Reproduce all the data exactly, without pictures.

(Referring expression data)
——————

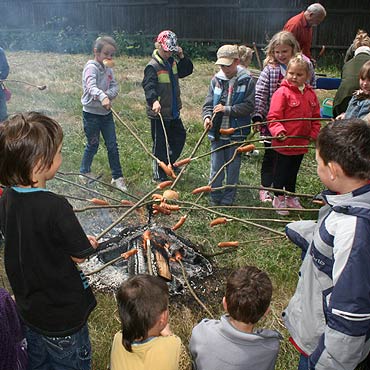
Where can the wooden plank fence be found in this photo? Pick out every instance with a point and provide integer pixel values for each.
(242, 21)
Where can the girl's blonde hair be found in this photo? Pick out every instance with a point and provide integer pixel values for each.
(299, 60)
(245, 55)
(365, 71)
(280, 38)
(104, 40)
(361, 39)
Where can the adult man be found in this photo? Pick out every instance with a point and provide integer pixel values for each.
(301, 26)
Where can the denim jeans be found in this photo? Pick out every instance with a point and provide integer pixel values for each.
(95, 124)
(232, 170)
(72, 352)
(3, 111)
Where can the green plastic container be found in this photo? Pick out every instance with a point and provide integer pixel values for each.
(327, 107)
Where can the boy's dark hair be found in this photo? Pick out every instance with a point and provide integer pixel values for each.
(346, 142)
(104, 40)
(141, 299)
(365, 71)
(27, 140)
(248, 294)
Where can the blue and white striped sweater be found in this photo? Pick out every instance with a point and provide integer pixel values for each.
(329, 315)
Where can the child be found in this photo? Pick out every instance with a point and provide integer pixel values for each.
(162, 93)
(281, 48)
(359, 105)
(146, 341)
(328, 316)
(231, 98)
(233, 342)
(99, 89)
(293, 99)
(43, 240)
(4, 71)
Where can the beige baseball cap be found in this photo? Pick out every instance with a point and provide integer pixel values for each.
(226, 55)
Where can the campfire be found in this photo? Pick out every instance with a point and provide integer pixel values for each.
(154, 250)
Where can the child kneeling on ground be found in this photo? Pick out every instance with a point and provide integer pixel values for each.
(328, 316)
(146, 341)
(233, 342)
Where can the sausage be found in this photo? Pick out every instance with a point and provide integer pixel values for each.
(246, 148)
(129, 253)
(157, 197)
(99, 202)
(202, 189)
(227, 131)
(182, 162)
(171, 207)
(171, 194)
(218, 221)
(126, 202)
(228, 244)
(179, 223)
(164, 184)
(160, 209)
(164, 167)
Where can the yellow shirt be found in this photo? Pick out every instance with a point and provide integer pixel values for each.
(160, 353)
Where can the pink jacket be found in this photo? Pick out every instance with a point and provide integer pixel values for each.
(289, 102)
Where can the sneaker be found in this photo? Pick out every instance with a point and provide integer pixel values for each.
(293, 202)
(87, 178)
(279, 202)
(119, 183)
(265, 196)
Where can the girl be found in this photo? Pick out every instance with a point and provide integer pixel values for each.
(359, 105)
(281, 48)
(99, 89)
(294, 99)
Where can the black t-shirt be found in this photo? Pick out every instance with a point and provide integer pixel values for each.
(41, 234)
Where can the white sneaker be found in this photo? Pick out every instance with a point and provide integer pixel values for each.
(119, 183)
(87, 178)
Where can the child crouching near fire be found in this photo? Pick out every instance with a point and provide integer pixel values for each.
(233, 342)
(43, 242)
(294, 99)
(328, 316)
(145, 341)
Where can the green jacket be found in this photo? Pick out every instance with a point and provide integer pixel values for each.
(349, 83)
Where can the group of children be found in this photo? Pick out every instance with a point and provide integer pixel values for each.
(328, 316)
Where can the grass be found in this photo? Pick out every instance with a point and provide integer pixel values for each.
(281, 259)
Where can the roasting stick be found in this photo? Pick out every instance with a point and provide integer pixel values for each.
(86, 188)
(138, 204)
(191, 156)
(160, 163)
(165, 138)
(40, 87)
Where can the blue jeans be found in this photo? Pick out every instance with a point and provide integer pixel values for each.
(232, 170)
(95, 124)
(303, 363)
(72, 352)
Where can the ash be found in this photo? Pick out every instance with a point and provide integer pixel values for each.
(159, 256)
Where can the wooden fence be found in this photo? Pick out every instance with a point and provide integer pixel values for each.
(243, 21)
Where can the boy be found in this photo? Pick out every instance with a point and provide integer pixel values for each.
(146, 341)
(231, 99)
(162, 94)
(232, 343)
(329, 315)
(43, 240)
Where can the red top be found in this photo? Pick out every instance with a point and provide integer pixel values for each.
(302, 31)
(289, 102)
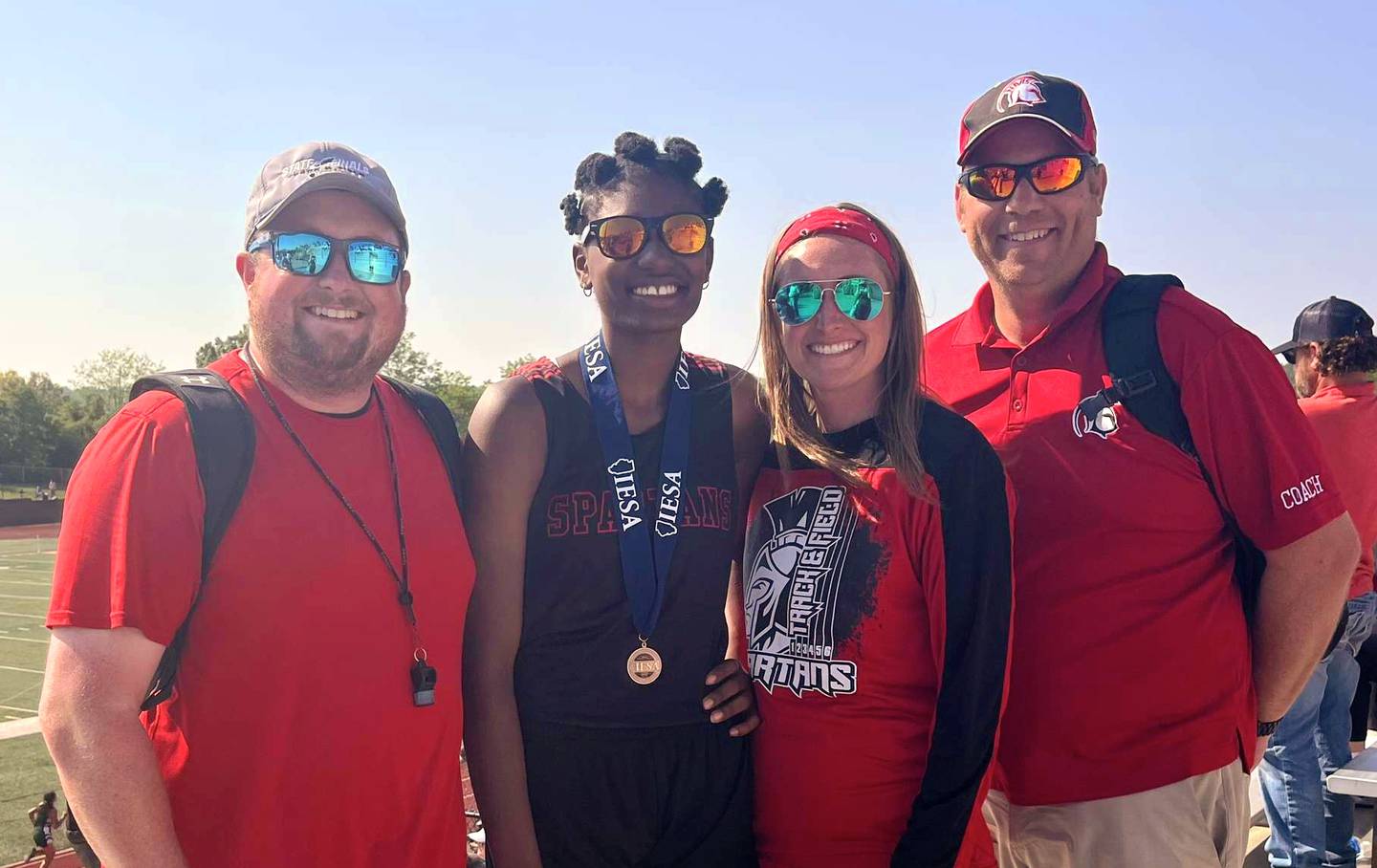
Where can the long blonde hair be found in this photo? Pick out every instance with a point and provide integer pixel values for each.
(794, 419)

——————

● TASK OUTPUT
Where can the wooden plank fence be found in this photo? Pick out every instance with a point and provide integer pixel values for each.
(242, 21)
Where can the girl's blonde hair be found in this photo? Pick out every instance with a point and provide integer pixel values for each.
(299, 60)
(245, 55)
(365, 71)
(280, 38)
(104, 40)
(361, 39)
Where can the adult man be found in this photo? Pick out every instance with a point and provide integer pixel values for each.
(301, 26)
Where can the denim jeans be found in this photo? Pick out every instance with a point and provide integer pixel values for each.
(95, 124)
(232, 170)
(72, 352)
(3, 111)
Where can the green plastic container be found in this photo? Pick out every instance with a point and provide integer pixel values for each.
(327, 107)
Where can the boy's dark hair be found in this photo? Pick out every instance with a point and provide integer pixel values for each.
(346, 142)
(104, 40)
(141, 299)
(365, 71)
(27, 140)
(248, 294)
Where can the blue and white striped sweater be found in this photo? Pick out every instance with a point and provide integer pixel values for each.
(329, 315)
Where can the child be found in this photo? Pick out every instance with a point and provide integer pixel values for each.
(162, 93)
(281, 48)
(359, 105)
(146, 341)
(328, 316)
(231, 98)
(233, 342)
(99, 89)
(293, 99)
(43, 240)
(4, 71)
Where can the beige baseball cap be found in this photo? Pick out every instance with a point and provide integer pixel values for each.
(226, 55)
Where can the campfire be found in this photo? Pick out every instance with a point and provide integer pixel values for each.
(154, 250)
Where can the child kneeling on ground be found in this photo? Pick out every instance with a point and provide integer pixel values for each.
(328, 316)
(146, 341)
(233, 342)
Where can the sausage be found in this photo? Pick out every instance with a point and provide integer pixel values for each.
(246, 148)
(129, 253)
(157, 197)
(99, 202)
(202, 189)
(227, 131)
(182, 162)
(171, 207)
(171, 194)
(218, 221)
(126, 202)
(228, 244)
(179, 223)
(164, 184)
(160, 209)
(164, 167)
Where can the yellow shirt be found in this photo? Pick out every instance with a point and provide integer pixel values for each.
(160, 353)
Where can the pink jacket be found in this photo? Pick out every instance with a point and provide integer pixel values for each.
(289, 102)
Where can the sneaker be found in this photo? Pick out every instance with a point and provide integer pixel values for each.
(293, 202)
(87, 178)
(279, 202)
(119, 183)
(265, 196)
Where can the girl be found in this photo? Pick out every instance with a point and provide integer pixel values for each.
(359, 105)
(281, 48)
(99, 89)
(294, 99)
Where can the black t-shirt be found in this photo? Pick out every instance with a point and provide integer pixel values for each.
(41, 234)
Where can the white sneaker be found in this photo? Pick out every instance with a point and provide integer pixel values for each.
(119, 183)
(87, 178)
Where can the child crouching near fire be found in this photo? Pick out every instance with a point and provide integer pixel values for each.
(233, 342)
(43, 242)
(294, 99)
(328, 316)
(145, 341)
Where can the green jacket be found in this photo? Pick out every instance with a point and provide integer pixel values for each.
(349, 83)
Where can the group of children be found in this photo? Pick out every instance with a point and provide integer pixel values for each.
(328, 316)
Where can the grass be found in this photo? Pick out every instance with a point and provide integer pixel values for each.
(281, 259)
Where can the roasting stick be found in this photo? Pick out every instance with a point and provide integer pixel values for each.
(86, 188)
(138, 204)
(191, 156)
(160, 163)
(165, 138)
(40, 87)
Where can the blue jeans be found in this photo? Pick out every instance with a point and provide integer pixel values for each.
(232, 170)
(95, 124)
(303, 363)
(72, 352)
Where can the ash be found in this photo? Pick out every instance with a point and provide integer pixel values for each.
(159, 256)
Where can the wooden fence be found in this photo? Pick out every instance with a point and provide integer pixel values for each.
(243, 21)
Where can the boy be found in this photo? Pick out every instance with a point and provide integer pixel values for each.
(146, 341)
(231, 99)
(162, 94)
(232, 343)
(329, 315)
(43, 240)
Where can the red top be found in this photo? Pick out every instance with a point and provide integer pixel values for each.
(302, 31)
(289, 102)
Where can the long blonde hair be found in this photo? Pick out every instance with a point and provide integer pixel values for each.
(794, 419)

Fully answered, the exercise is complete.